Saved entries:
=======
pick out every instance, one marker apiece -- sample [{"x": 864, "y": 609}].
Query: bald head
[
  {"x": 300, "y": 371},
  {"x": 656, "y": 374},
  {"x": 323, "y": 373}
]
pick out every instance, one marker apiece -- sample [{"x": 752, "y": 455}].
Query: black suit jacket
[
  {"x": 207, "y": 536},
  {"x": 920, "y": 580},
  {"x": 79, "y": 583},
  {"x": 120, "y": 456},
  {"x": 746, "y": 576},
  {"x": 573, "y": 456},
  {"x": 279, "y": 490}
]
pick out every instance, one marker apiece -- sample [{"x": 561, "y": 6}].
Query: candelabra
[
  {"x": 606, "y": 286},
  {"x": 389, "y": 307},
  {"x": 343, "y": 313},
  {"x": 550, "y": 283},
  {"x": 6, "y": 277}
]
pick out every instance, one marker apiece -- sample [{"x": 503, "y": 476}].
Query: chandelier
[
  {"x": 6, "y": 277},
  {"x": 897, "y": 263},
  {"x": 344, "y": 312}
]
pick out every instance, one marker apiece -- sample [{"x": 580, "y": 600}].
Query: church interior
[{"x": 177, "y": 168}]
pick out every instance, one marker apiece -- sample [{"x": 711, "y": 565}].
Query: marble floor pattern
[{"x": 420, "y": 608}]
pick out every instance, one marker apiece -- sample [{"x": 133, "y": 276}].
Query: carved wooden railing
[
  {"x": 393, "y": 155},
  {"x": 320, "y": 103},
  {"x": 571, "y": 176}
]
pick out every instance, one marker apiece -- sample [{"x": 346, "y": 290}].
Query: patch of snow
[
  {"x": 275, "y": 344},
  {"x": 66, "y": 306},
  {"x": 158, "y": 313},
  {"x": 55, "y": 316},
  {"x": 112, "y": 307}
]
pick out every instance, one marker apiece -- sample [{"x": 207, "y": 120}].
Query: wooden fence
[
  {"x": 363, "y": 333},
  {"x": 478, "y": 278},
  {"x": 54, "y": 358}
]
=======
### Exercise instructions
Print every entry exactly as written.

### Correct result
pick out every instance, one marker apiece -- sample [{"x": 864, "y": 609}].
Query: bald head
[
  {"x": 300, "y": 371},
  {"x": 656, "y": 374},
  {"x": 323, "y": 373}
]
pick out every instance, one marker apiece -- sample [{"x": 752, "y": 455}].
Query: black suit jacket
[
  {"x": 207, "y": 536},
  {"x": 920, "y": 580},
  {"x": 79, "y": 583},
  {"x": 120, "y": 456},
  {"x": 746, "y": 576},
  {"x": 573, "y": 456},
  {"x": 279, "y": 490}
]
pick out every instance, one marker apiece -- sample [{"x": 561, "y": 6}].
Query: candelabra
[
  {"x": 606, "y": 286},
  {"x": 389, "y": 307},
  {"x": 343, "y": 313},
  {"x": 550, "y": 283},
  {"x": 6, "y": 277}
]
pick out every instance, one marker apiece -- sample [{"x": 503, "y": 476}].
Query: chandelier
[
  {"x": 6, "y": 277},
  {"x": 897, "y": 263},
  {"x": 344, "y": 312}
]
pick out every instance, one marker apiece -- sample [{"x": 580, "y": 600}].
Query: church interior
[{"x": 177, "y": 168}]
pick out every instance, one marker apiece -- sample [{"x": 711, "y": 565}].
Query: marble floor pattern
[{"x": 420, "y": 608}]
pick out every instance, one marker apiece -- sample [{"x": 133, "y": 276}].
Query: carved wooden railing
[
  {"x": 393, "y": 155},
  {"x": 320, "y": 103},
  {"x": 571, "y": 176}
]
pick out every instance, one marker apiece -- sample [{"x": 346, "y": 290}].
Query: patch of snow
[
  {"x": 275, "y": 344},
  {"x": 66, "y": 306},
  {"x": 158, "y": 313},
  {"x": 55, "y": 316},
  {"x": 112, "y": 307}
]
pick out every instance, one marker apiece -- sample [{"x": 207, "y": 120}].
Query: wooden fence
[
  {"x": 363, "y": 333},
  {"x": 478, "y": 278},
  {"x": 54, "y": 358}
]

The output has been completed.